Dataset entries
[Start of Attachment]
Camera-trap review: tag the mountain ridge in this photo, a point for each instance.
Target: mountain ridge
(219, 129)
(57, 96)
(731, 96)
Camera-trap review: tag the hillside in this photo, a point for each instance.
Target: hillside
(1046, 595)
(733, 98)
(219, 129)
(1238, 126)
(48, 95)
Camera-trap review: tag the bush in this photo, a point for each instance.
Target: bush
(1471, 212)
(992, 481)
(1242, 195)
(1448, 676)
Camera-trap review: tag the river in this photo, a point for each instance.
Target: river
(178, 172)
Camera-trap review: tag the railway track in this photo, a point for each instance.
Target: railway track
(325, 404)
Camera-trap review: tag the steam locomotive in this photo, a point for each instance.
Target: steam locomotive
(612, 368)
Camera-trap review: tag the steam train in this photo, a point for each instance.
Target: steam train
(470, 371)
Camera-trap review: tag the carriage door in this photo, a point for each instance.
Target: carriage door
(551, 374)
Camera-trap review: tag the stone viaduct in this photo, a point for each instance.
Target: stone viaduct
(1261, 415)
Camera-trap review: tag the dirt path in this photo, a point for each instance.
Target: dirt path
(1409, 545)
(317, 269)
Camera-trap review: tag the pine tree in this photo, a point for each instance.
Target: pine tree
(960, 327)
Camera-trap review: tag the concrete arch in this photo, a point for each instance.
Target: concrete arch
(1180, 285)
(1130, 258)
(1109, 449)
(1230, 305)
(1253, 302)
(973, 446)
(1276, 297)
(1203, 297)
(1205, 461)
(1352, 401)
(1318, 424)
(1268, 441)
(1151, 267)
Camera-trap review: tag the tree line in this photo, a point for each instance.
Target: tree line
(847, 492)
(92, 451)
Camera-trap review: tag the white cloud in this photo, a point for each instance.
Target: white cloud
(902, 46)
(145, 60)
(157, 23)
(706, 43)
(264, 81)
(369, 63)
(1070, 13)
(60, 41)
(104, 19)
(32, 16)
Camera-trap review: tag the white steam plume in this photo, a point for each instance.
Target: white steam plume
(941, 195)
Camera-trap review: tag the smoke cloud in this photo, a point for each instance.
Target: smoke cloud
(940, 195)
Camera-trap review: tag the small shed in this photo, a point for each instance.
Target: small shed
[End of Attachment]
Using the records above, copy each line that contains "small".

Camera-trap review: tag the small shed in this photo, a point for each instance.
Target: small shed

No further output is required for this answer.